INSTRUCTION: Below are some entries; can you quote all of them exactly?

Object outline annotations
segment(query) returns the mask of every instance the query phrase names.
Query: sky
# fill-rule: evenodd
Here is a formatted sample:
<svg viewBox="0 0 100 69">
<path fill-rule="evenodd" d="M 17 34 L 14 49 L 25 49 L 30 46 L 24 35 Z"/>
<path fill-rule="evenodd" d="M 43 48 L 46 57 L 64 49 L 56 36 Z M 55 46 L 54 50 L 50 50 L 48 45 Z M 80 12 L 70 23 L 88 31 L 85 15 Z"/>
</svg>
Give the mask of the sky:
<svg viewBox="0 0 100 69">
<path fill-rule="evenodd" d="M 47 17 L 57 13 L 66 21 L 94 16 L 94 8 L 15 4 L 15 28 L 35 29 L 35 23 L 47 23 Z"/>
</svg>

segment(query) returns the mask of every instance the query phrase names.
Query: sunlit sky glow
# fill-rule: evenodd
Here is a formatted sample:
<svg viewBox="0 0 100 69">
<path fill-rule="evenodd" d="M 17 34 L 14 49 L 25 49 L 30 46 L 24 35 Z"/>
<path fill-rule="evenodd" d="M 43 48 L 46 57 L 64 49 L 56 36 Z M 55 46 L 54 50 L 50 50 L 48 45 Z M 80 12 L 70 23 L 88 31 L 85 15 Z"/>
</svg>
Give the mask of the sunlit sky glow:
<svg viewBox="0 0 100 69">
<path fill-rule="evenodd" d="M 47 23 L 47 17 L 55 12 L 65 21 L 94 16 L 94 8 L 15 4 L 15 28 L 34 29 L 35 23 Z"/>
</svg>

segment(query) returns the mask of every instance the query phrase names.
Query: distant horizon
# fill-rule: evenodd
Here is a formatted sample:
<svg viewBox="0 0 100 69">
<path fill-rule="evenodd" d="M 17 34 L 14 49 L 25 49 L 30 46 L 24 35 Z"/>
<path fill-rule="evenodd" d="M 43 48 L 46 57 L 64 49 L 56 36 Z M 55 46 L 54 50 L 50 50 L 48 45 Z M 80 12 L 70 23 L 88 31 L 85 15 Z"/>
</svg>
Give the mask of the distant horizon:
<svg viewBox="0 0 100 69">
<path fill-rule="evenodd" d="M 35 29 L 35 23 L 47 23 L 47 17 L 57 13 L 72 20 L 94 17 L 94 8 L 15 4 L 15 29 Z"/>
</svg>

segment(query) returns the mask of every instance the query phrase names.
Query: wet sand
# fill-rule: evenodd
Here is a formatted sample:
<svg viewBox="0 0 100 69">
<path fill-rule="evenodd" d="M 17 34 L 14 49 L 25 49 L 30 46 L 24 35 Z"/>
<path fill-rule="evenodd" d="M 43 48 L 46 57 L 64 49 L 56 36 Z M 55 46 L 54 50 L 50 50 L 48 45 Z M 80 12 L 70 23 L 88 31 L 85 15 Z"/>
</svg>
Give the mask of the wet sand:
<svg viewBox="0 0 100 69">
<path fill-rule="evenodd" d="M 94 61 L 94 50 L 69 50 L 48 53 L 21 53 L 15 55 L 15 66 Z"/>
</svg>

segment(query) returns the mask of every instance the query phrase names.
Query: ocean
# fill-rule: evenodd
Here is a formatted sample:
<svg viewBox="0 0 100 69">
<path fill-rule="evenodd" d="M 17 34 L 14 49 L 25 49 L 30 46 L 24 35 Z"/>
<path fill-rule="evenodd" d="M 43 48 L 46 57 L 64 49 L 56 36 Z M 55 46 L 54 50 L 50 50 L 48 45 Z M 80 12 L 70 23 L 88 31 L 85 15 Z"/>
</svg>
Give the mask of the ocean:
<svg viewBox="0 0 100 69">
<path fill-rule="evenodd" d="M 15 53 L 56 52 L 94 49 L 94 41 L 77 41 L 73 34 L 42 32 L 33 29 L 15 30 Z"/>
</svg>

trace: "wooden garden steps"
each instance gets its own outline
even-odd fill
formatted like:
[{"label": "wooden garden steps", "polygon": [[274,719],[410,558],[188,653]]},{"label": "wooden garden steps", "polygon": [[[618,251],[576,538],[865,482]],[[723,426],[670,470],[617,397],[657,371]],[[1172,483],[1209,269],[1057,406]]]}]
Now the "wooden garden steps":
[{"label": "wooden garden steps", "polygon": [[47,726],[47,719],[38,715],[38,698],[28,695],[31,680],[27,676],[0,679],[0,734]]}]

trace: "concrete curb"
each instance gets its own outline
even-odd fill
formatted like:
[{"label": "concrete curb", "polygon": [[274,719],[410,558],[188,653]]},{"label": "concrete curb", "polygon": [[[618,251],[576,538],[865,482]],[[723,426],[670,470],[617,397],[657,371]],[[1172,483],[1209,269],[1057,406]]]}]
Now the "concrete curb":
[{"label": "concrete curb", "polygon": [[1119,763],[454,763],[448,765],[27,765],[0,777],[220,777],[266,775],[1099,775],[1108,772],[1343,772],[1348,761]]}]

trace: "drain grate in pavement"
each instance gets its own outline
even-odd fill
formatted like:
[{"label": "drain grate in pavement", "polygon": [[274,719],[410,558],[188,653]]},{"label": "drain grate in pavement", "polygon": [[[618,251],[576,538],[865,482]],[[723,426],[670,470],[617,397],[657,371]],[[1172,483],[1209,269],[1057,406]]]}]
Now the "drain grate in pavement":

WRITTEN REPLY:
segment(query) returns the mask of every instance the query phrase names.
Query: sky
# fill-rule: evenodd
Here is a formatted sample:
<svg viewBox="0 0 100 69">
<path fill-rule="evenodd" d="M 17 34 L 14 49 L 25 49 L 30 46 L 24 35 Z"/>
<path fill-rule="evenodd" d="M 43 48 L 46 57 L 64 49 L 56 36 Z M 55 46 L 54 50 L 50 50 L 48 45 Z M 80 12 L 70 23 L 88 31 L 85 15 Z"/>
</svg>
Give the mask of the sky:
<svg viewBox="0 0 100 69">
<path fill-rule="evenodd" d="M 47 17 L 57 13 L 66 21 L 94 16 L 94 8 L 15 4 L 15 28 L 35 29 L 35 23 L 47 23 Z"/>
</svg>

segment(query) returns the mask of every instance the query phrase names.
Query: sunlit sky glow
# fill-rule: evenodd
Here is a formatted sample:
<svg viewBox="0 0 100 69">
<path fill-rule="evenodd" d="M 17 34 L 14 49 L 25 49 L 30 46 L 24 35 Z"/>
<path fill-rule="evenodd" d="M 43 48 L 46 57 L 64 49 L 56 36 Z M 55 46 L 54 50 L 50 50 L 48 45 Z M 80 12 L 70 23 L 88 31 L 85 15 Z"/>
</svg>
Give the mask of the sunlit sky glow:
<svg viewBox="0 0 100 69">
<path fill-rule="evenodd" d="M 47 23 L 47 17 L 55 12 L 65 21 L 94 16 L 94 8 L 15 4 L 15 28 L 34 29 L 35 23 Z"/>
</svg>

segment(query) returns the mask of every instance the query phrase names.
Query: distant horizon
# fill-rule: evenodd
Here is a formatted sample:
<svg viewBox="0 0 100 69">
<path fill-rule="evenodd" d="M 17 34 L 14 49 L 25 49 L 30 46 L 24 35 Z"/>
<path fill-rule="evenodd" d="M 43 48 L 46 57 L 64 49 L 56 36 Z M 55 46 L 54 50 L 50 50 L 48 45 Z M 80 12 L 70 23 L 88 31 L 85 15 Z"/>
</svg>
Give the mask of the distant horizon:
<svg viewBox="0 0 100 69">
<path fill-rule="evenodd" d="M 35 29 L 35 23 L 47 23 L 47 17 L 57 13 L 72 20 L 94 17 L 94 8 L 15 4 L 15 29 Z"/>
</svg>

segment(query) returns the mask of every instance the query phrase names.
Query: wet sand
# fill-rule: evenodd
Here is a formatted sample:
<svg viewBox="0 0 100 69">
<path fill-rule="evenodd" d="M 17 34 L 14 49 L 25 49 L 30 46 L 24 35 Z"/>
<path fill-rule="evenodd" d="M 43 48 L 46 57 L 64 49 L 56 36 Z M 55 46 L 54 50 L 50 50 L 48 45 Z M 80 12 L 70 23 L 88 31 L 85 15 Z"/>
</svg>
Give the mask of the wet sand:
<svg viewBox="0 0 100 69">
<path fill-rule="evenodd" d="M 94 61 L 94 50 L 69 50 L 48 53 L 21 53 L 15 55 L 15 66 Z"/>
</svg>

segment(query) returns the mask of every instance the query phrase names.
Query: ocean
# fill-rule: evenodd
Here is a formatted sample:
<svg viewBox="0 0 100 69">
<path fill-rule="evenodd" d="M 17 34 L 14 49 L 25 49 L 30 46 L 24 35 Z"/>
<path fill-rule="evenodd" d="M 43 48 L 46 57 L 64 49 L 56 36 Z M 55 46 L 54 50 L 50 50 L 48 45 Z M 80 12 L 70 23 L 88 31 L 85 15 Z"/>
</svg>
Give the mask of the ocean:
<svg viewBox="0 0 100 69">
<path fill-rule="evenodd" d="M 15 53 L 56 52 L 94 49 L 94 41 L 77 41 L 73 34 L 42 32 L 33 29 L 15 30 Z"/>
</svg>

trace: "wooden garden steps"
each instance gets its own outline
even-odd fill
formatted like:
[{"label": "wooden garden steps", "polygon": [[274,719],[410,558],[188,653]]},{"label": "wooden garden steps", "polygon": [[[618,251],[576,538],[865,482]],[[723,426],[670,470],[617,397],[657,371]],[[1172,483],[1209,269],[1057,406]]]}]
Now the "wooden garden steps":
[{"label": "wooden garden steps", "polygon": [[47,726],[47,719],[38,715],[38,698],[28,695],[31,680],[27,676],[0,679],[0,734]]}]

trace: "concrete curb"
each instance gets its own outline
even-odd fill
formatted like:
[{"label": "concrete curb", "polygon": [[274,719],[410,558],[188,653]]},{"label": "concrete curb", "polygon": [[[618,251],[576,538],[865,482]],[[723,426],[670,470],[617,397],[657,371]],[[1172,483],[1209,269],[1057,406]]]}]
Now the "concrete curb":
[{"label": "concrete curb", "polygon": [[1119,763],[454,763],[448,765],[27,765],[0,777],[220,777],[266,775],[1099,775],[1108,772],[1343,772],[1348,761]]}]

trace: "drain grate in pavement"
each instance gets its own outline
even-odd fill
formatted like:
[{"label": "drain grate in pavement", "polygon": [[274,719],[410,558],[188,653]]},{"label": "drain grate in pavement", "polygon": [[[618,251],[576,538],[865,482]],[[723,426],[670,470],[617,397],[657,371]],[[1172,483],[1209,269],[1057,406]]]}]
Now the "drain grate in pavement":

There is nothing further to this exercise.